- [Data shown]
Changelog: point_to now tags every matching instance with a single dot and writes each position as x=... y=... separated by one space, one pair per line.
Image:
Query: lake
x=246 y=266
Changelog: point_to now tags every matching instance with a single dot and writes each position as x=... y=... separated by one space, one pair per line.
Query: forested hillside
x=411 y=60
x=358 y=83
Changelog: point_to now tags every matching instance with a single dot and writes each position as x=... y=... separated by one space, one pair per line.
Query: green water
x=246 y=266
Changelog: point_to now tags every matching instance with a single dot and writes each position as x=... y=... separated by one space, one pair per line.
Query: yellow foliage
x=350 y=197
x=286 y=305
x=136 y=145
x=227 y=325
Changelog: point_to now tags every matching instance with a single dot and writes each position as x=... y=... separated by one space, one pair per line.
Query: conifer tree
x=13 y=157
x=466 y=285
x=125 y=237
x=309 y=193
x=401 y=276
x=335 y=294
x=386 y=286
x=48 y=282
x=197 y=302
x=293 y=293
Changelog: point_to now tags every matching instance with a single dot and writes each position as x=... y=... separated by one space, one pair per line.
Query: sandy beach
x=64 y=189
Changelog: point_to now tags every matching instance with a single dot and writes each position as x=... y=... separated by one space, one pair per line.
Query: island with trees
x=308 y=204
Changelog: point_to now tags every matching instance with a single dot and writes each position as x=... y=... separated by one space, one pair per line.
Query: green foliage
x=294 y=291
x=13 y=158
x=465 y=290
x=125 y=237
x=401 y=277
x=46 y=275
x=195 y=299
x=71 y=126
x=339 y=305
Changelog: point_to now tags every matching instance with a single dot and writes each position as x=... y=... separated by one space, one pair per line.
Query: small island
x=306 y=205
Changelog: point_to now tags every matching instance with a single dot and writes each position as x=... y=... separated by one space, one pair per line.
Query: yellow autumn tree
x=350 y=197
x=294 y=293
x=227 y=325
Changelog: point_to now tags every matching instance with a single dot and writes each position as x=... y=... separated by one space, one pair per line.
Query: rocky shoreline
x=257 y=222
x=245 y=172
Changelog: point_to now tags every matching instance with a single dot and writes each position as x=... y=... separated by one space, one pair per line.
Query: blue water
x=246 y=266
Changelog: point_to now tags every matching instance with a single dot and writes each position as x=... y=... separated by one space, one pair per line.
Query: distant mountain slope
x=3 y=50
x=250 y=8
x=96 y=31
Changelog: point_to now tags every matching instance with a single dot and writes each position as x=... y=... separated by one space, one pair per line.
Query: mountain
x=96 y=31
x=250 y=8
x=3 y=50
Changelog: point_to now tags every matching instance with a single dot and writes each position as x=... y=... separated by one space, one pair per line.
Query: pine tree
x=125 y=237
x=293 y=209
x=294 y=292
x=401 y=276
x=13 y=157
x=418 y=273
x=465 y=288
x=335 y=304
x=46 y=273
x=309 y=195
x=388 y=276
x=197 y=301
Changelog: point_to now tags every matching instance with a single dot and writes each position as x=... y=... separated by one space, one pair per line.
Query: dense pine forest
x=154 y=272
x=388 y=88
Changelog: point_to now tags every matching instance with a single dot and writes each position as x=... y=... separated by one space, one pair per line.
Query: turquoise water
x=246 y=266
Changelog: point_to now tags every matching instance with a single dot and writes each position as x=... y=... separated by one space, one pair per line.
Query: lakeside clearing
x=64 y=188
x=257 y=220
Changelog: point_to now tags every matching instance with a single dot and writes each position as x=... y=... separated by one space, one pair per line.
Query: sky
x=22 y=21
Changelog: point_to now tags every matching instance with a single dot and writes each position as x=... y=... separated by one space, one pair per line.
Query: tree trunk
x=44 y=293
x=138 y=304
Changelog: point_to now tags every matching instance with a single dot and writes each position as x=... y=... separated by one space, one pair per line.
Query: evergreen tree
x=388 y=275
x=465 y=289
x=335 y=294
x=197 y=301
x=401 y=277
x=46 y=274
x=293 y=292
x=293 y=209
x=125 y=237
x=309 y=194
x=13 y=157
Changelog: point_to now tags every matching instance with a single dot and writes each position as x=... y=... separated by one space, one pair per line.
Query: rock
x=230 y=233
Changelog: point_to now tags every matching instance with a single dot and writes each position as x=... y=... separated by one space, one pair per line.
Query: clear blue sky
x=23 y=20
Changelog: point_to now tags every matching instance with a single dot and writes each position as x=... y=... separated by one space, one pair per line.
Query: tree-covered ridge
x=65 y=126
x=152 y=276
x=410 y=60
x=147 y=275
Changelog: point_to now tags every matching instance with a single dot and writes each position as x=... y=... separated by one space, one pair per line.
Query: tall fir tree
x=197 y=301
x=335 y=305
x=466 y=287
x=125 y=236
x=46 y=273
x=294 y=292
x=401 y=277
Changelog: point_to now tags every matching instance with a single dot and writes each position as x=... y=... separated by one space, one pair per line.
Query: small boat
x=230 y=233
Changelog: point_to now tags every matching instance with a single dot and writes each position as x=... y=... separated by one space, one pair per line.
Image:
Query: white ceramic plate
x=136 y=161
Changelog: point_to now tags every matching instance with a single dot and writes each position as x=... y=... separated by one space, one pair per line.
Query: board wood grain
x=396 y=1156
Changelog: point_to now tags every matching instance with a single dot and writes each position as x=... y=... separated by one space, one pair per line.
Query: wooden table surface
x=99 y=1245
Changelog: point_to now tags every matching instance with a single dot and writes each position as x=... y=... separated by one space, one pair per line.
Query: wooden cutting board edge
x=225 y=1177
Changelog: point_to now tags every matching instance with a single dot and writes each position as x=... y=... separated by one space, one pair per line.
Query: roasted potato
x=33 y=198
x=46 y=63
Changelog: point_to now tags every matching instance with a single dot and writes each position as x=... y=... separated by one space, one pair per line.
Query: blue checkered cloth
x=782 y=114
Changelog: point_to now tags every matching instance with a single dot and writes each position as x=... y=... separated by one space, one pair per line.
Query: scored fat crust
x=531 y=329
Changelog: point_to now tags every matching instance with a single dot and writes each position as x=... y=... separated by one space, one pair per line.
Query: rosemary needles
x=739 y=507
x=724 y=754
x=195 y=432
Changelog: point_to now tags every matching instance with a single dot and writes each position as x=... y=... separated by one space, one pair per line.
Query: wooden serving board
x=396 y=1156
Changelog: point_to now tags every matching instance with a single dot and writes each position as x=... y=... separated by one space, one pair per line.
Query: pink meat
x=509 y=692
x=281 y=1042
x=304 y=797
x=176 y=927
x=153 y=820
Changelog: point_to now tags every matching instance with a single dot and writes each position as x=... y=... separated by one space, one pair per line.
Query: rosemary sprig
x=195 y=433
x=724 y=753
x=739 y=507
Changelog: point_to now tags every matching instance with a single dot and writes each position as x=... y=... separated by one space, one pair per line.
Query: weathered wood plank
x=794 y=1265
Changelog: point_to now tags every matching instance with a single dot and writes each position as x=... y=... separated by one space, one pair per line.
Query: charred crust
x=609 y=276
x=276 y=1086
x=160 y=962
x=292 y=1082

- [What is being asked] Convert every line of the records above into a Markdown table with two columns, Row and Record line. Give each line its own row number, and leave out blank lines.

- [Result]
| Row | Record line |
|---|---|
| 1 | Changelog: point_to now tags every matching instance with a single dot and writes each position as x=... y=... separated by one space, one pair per line. |
| 2 | Image: |
| 3 | Query: lake |
| 4 | x=246 y=266 |
| 5 | Changelog: point_to now tags every matching instance with a single dot and writes each position as x=... y=... separated by one space, one pair per line. |
| 6 | Query: forested hillside |
| 7 | x=411 y=60 |
| 8 | x=358 y=83 |
| 9 | Changelog: point_to now tags every matching instance with a single dot and writes each position as x=... y=... separated by one space, one pair per line. |
| 10 | Query: green water |
| 11 | x=246 y=266 |
| 12 | Changelog: point_to now tags every matching instance with a single dot and writes each position as x=... y=... separated by one space, one pair per line. |
| 13 | Query: yellow foliage |
| 14 | x=350 y=197 |
| 15 | x=286 y=305 |
| 16 | x=136 y=145 |
| 17 | x=227 y=325 |
| 18 | Changelog: point_to now tags every matching instance with a single dot and writes each position as x=... y=... separated by one space, one pair per line. |
| 19 | Query: conifer tree |
| 20 | x=13 y=157 |
| 21 | x=466 y=285 |
| 22 | x=125 y=237 |
| 23 | x=309 y=193 |
| 24 | x=401 y=276 |
| 25 | x=335 y=294 |
| 26 | x=386 y=286 |
| 27 | x=48 y=282 |
| 28 | x=197 y=302 |
| 29 | x=293 y=293 |
| 30 | Changelog: point_to now tags every matching instance with a single dot and writes each position as x=... y=... separated by one space, one pair per line. |
| 31 | Query: sandy beach |
| 32 | x=64 y=189 |
| 33 | Changelog: point_to now tags every matching instance with a single dot and writes each position as x=... y=... separated by one space, one pair per line. |
| 34 | Query: island with trees |
| 35 | x=308 y=204 |
| 36 | Changelog: point_to now tags every matching instance with a single dot and writes each position as x=... y=... separated by one space, one pair per line. |
| 37 | Query: green foliage |
| 38 | x=294 y=291 |
| 39 | x=13 y=158 |
| 40 | x=465 y=290 |
| 41 | x=125 y=237 |
| 42 | x=401 y=277 |
| 43 | x=46 y=275 |
| 44 | x=195 y=299 |
| 45 | x=71 y=126 |
| 46 | x=339 y=305 |
| 47 | Changelog: point_to now tags every matching instance with a single dot and writes each position as x=... y=... separated by one space, one pair per line. |
| 48 | Query: small island |
| 49 | x=306 y=205 |
| 50 | Changelog: point_to now tags every matching instance with a single dot and writes each position as x=... y=... separated by one space, one pair per line. |
| 51 | Query: yellow autumn tree |
| 52 | x=350 y=197 |
| 53 | x=294 y=293 |
| 54 | x=227 y=325 |
| 55 | Changelog: point_to now tags every matching instance with a single dot and writes each position as x=... y=... separated by one space, one pair per line. |
| 56 | Query: rocky shoreline |
| 57 | x=257 y=222 |
| 58 | x=245 y=172 |
| 59 | Changelog: point_to now tags every matching instance with a single dot and writes each position as x=... y=... separated by one space, one pair per line. |
| 60 | Query: blue water |
| 61 | x=246 y=266 |
| 62 | Changelog: point_to now tags every matching instance with a single dot and writes each position as x=... y=... separated by one space, one pair per line. |
| 63 | Query: distant mountain slope |
| 64 | x=3 y=50 |
| 65 | x=250 y=8 |
| 66 | x=96 y=31 |
| 67 | Changelog: point_to now tags every matching instance with a single dot and writes each position as x=... y=... separated by one space, one pair per line. |
| 68 | Query: mountain |
| 69 | x=96 y=31 |
| 70 | x=250 y=8 |
| 71 | x=3 y=50 |
| 72 | Changelog: point_to now tags every matching instance with a single dot and writes each position as x=... y=... separated by one space, one pair per line. |
| 73 | Query: pine tree |
| 74 | x=125 y=237 |
| 75 | x=293 y=209 |
| 76 | x=294 y=292 |
| 77 | x=401 y=276 |
| 78 | x=13 y=157 |
| 79 | x=418 y=273 |
| 80 | x=465 y=288 |
| 81 | x=335 y=304 |
| 82 | x=46 y=273 |
| 83 | x=309 y=195 |
| 84 | x=388 y=276 |
| 85 | x=197 y=301 |
| 86 | Changelog: point_to now tags every matching instance with a single dot and writes each position as x=... y=... separated by one space, one pair per line. |
| 87 | Query: dense pine forest |
| 88 | x=154 y=272 |
| 89 | x=388 y=88 |
| 90 | Changelog: point_to now tags every matching instance with a single dot and writes each position as x=... y=... separated by one space, one pair per line. |
| 91 | Query: turquoise water |
| 92 | x=246 y=266 |
| 93 | Changelog: point_to now tags every matching instance with a single dot and writes each position as x=... y=... separated by one space, one pair per line. |
| 94 | Query: lakeside clearing |
| 95 | x=64 y=188 |
| 96 | x=257 y=220 |
| 97 | Changelog: point_to now tags every matching instance with a single dot and writes each position as x=... y=... separated by one space, one pair per line. |
| 98 | Query: sky |
| 99 | x=22 y=21 |
| 100 | Changelog: point_to now tags every matching instance with a single dot and writes each position as x=... y=... separated by one space, one pair per line. |
| 101 | Query: tree trunk |
| 102 | x=44 y=293 |
| 103 | x=138 y=304 |
| 104 | Changelog: point_to now tags every matching instance with a single dot and writes each position as x=... y=... separated by one space, one pair per line. |
| 105 | Query: evergreen tree |
| 106 | x=388 y=275 |
| 107 | x=465 y=289 |
| 108 | x=335 y=294 |
| 109 | x=197 y=301 |
| 110 | x=401 y=277 |
| 111 | x=46 y=274 |
| 112 | x=293 y=292 |
| 113 | x=293 y=209 |
| 114 | x=125 y=237 |
| 115 | x=309 y=194 |
| 116 | x=13 y=157 |
| 117 | Changelog: point_to now tags every matching instance with a single dot and writes each position as x=... y=... separated by one space, one pair per line. |
| 118 | Query: rock |
| 119 | x=230 y=233 |
| 120 | Changelog: point_to now tags every matching instance with a single dot and writes each position as x=... y=... separated by one space, one pair per line. |
| 121 | Query: clear blue sky |
| 122 | x=23 y=20 |
| 123 | Changelog: point_to now tags every matching instance with a single dot and writes each position as x=... y=... separated by one space, one pair per line. |
| 124 | Query: tree-covered ridge |
| 125 | x=65 y=126 |
| 126 | x=152 y=276 |
| 127 | x=410 y=60 |
| 128 | x=147 y=275 |
| 129 | Changelog: point_to now tags every matching instance with a single dot and writes each position as x=... y=... separated by one space, one pair per line. |
| 130 | Query: tall fir tree |
| 131 | x=197 y=301 |
| 132 | x=335 y=305 |
| 133 | x=466 y=287 |
| 134 | x=125 y=236 |
| 135 | x=46 y=273 |
| 136 | x=294 y=292 |
| 137 | x=401 y=277 |
| 138 | Changelog: point_to now tags every matching instance with a single dot and writes each position as x=... y=... separated by one space, one pair per line. |
| 139 | Query: small boat |
| 140 | x=230 y=233 |
| 141 | Changelog: point_to now tags every matching instance with a single dot and writes each position as x=... y=... separated by one space, one pair per line. |
| 142 | Image: |
| 143 | Query: white ceramic plate |
| 144 | x=136 y=161 |
| 145 | Changelog: point_to now tags every matching instance with a single dot and writes each position as x=... y=... separated by one space, one pair per line. |
| 146 | Query: board wood grain |
| 147 | x=396 y=1156 |
| 148 | Changelog: point_to now tags every matching instance with a single dot and writes each position as x=... y=... separated by one space, one pair per line. |
| 149 | Query: wooden table surface |
| 150 | x=99 y=1245 |
| 151 | Changelog: point_to now tags every matching instance with a single dot and writes each position as x=... y=... separated by one space, one pair per line. |
| 152 | Query: wooden cutting board edge |
| 153 | x=225 y=1177 |
| 154 | Changelog: point_to now tags every matching instance with a single dot and writes each position as x=... y=... separated by one space, one pair per line. |
| 155 | Query: roasted potato |
| 156 | x=33 y=198 |
| 157 | x=46 y=63 |
| 158 | Changelog: point_to now tags every matching instance with a single dot and writes each position as x=... y=... separated by one space, one pair per line. |
| 159 | Query: blue checkered cloth |
| 160 | x=782 y=114 |
| 161 | Changelog: point_to now tags every matching instance with a single dot and writes each position as x=... y=... separated by one space, one pair per line. |
| 162 | Query: scored fat crust |
| 163 | x=531 y=329 |
| 164 | Changelog: point_to now tags every matching instance with a single dot and writes each position as x=... y=... separated by one space, one pair per line. |
| 165 | Query: rosemary needles |
| 166 | x=739 y=507 |
| 167 | x=724 y=754 |
| 168 | x=195 y=432 |
| 169 | Changelog: point_to now tags every matching instance with a single dot and writes each position as x=... y=... separated by one space, one pair per line. |
| 170 | Query: wooden serving board |
| 171 | x=396 y=1156 |
| 172 | Changelog: point_to now tags every matching instance with a single dot and writes each position as x=... y=... separated by one space, one pair per line. |
| 173 | Query: pink meat |
| 174 | x=509 y=692 |
| 175 | x=281 y=1042 |
| 176 | x=304 y=797 |
| 177 | x=176 y=927 |
| 178 | x=153 y=820 |
| 179 | Changelog: point_to now tags every matching instance with a single dot and writes each position as x=... y=... separated by one space, one pair per line. |
| 180 | Query: rosemary sprig |
| 181 | x=195 y=433 |
| 182 | x=724 y=753 |
| 183 | x=739 y=507 |
| 184 | Changelog: point_to now tags every matching instance with a single dot and writes each position as x=... y=... separated by one space, one pair per line. |
| 185 | Query: weathered wood plank |
| 186 | x=794 y=1265 |
| 187 | Changelog: point_to now tags every matching instance with a single dot and writes each position as x=... y=... separated by one space, one pair per line. |
| 188 | Query: charred crust |
| 189 | x=609 y=276 |
| 190 | x=276 y=1086 |
| 191 | x=160 y=962 |
| 192 | x=292 y=1082 |